● HOW TO COMPLETE THIS TASK
Both the line with "lookup wine glass" and the line with "lookup small glass" in the records below must appear in the output, along with every line between them, exactly and with nothing added.

● MATERIAL SUPPLIED
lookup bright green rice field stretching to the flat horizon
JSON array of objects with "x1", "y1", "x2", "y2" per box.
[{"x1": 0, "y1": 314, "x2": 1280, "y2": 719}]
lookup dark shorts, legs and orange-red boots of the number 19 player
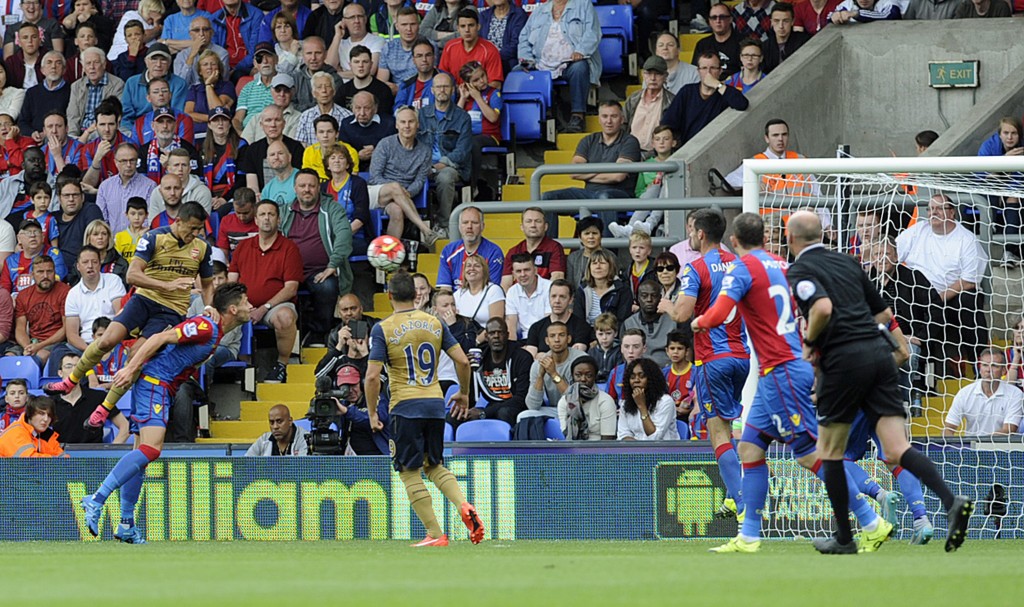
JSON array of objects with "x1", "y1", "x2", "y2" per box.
[{"x1": 391, "y1": 416, "x2": 484, "y2": 548}]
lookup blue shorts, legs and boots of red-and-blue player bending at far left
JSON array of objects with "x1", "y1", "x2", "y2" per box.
[{"x1": 82, "y1": 381, "x2": 173, "y2": 544}]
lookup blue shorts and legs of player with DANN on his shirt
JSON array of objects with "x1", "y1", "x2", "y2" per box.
[{"x1": 694, "y1": 358, "x2": 751, "y2": 522}]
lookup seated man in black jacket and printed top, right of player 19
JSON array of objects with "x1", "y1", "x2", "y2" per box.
[{"x1": 446, "y1": 316, "x2": 534, "y2": 428}]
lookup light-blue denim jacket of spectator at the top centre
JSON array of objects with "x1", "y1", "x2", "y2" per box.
[{"x1": 520, "y1": 2, "x2": 601, "y2": 86}]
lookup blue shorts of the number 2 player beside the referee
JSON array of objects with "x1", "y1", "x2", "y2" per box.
[{"x1": 743, "y1": 359, "x2": 818, "y2": 444}]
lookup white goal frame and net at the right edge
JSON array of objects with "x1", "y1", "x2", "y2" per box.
[{"x1": 743, "y1": 157, "x2": 1024, "y2": 538}]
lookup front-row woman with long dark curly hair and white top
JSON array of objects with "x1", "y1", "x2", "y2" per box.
[{"x1": 618, "y1": 358, "x2": 679, "y2": 440}]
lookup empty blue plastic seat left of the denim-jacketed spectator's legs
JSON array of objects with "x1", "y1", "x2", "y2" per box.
[{"x1": 501, "y1": 71, "x2": 552, "y2": 143}]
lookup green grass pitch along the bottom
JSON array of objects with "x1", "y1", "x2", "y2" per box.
[{"x1": 0, "y1": 539, "x2": 1024, "y2": 607}]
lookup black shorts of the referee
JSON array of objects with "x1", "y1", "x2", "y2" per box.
[{"x1": 817, "y1": 335, "x2": 906, "y2": 426}]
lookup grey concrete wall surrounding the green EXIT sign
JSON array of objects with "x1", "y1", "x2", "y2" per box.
[{"x1": 675, "y1": 19, "x2": 1024, "y2": 196}]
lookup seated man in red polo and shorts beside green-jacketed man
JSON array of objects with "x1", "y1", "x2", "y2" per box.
[{"x1": 227, "y1": 200, "x2": 303, "y2": 384}]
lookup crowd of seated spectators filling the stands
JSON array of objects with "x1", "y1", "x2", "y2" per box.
[{"x1": 0, "y1": 0, "x2": 1021, "y2": 451}]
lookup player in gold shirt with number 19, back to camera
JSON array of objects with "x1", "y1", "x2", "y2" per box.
[{"x1": 364, "y1": 271, "x2": 483, "y2": 548}]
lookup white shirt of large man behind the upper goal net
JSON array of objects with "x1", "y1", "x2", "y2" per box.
[{"x1": 896, "y1": 219, "x2": 988, "y2": 292}]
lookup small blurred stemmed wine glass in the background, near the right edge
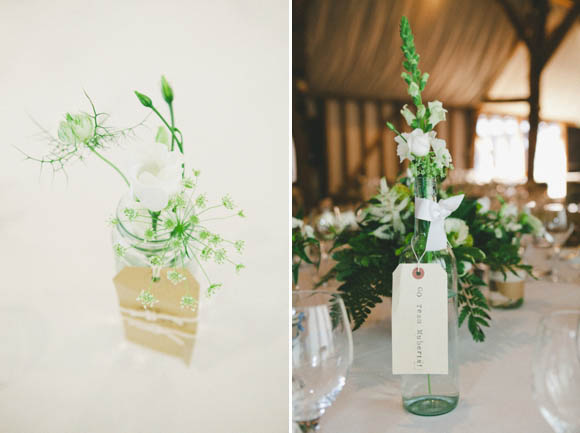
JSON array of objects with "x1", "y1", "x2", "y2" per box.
[{"x1": 543, "y1": 203, "x2": 574, "y2": 282}]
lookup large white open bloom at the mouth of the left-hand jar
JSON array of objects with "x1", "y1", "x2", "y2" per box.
[{"x1": 129, "y1": 142, "x2": 183, "y2": 212}]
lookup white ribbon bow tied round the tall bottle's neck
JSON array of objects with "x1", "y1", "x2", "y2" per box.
[{"x1": 415, "y1": 194, "x2": 463, "y2": 251}]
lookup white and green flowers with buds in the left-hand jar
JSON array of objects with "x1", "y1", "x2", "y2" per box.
[{"x1": 25, "y1": 77, "x2": 245, "y2": 311}]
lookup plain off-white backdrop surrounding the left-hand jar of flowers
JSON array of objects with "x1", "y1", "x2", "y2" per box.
[{"x1": 0, "y1": 0, "x2": 289, "y2": 433}]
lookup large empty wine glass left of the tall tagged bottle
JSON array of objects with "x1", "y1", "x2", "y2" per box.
[{"x1": 292, "y1": 290, "x2": 353, "y2": 432}]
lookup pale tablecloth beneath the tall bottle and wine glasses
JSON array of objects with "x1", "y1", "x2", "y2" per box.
[{"x1": 321, "y1": 281, "x2": 580, "y2": 433}]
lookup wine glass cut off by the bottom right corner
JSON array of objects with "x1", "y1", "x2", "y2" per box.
[{"x1": 533, "y1": 310, "x2": 580, "y2": 433}]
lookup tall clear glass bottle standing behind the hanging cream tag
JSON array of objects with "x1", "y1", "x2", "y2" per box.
[{"x1": 399, "y1": 177, "x2": 459, "y2": 416}]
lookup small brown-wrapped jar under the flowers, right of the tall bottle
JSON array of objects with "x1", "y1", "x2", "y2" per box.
[{"x1": 487, "y1": 271, "x2": 526, "y2": 310}]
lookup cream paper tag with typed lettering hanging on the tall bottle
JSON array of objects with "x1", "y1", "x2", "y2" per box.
[{"x1": 392, "y1": 263, "x2": 448, "y2": 374}]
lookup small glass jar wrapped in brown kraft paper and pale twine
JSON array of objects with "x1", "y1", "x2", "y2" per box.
[{"x1": 112, "y1": 195, "x2": 199, "y2": 364}]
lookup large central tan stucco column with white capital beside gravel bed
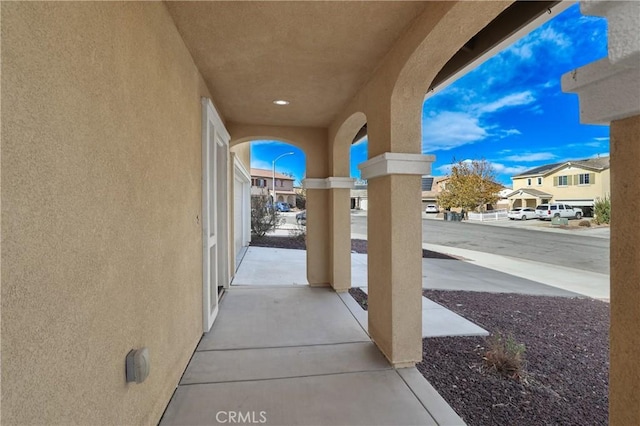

● YOUR RESPONSE
lookup wine glass cut off by the bottom right corner
JSON array of objects with "x1", "y1", "x2", "y2" per box.
[{"x1": 533, "y1": 310, "x2": 580, "y2": 433}]
lookup tall clear glass bottle standing behind the hanging cream tag
JSON array of objects with "x1", "y1", "x2", "y2" per box.
[{"x1": 399, "y1": 177, "x2": 459, "y2": 416}]
lookup small brown-wrapped jar under the flowers, right of the tall bottle
JSON array of objects with "x1", "y1", "x2", "y2" per box.
[{"x1": 487, "y1": 271, "x2": 526, "y2": 310}]
lookup cream paper tag with typed lettering hanging on the tall bottle
JSON array of objects with "x1", "y1", "x2", "y2" per box.
[{"x1": 392, "y1": 263, "x2": 448, "y2": 374}]
lookup small glass jar wrapped in brown kraft paper and pale twine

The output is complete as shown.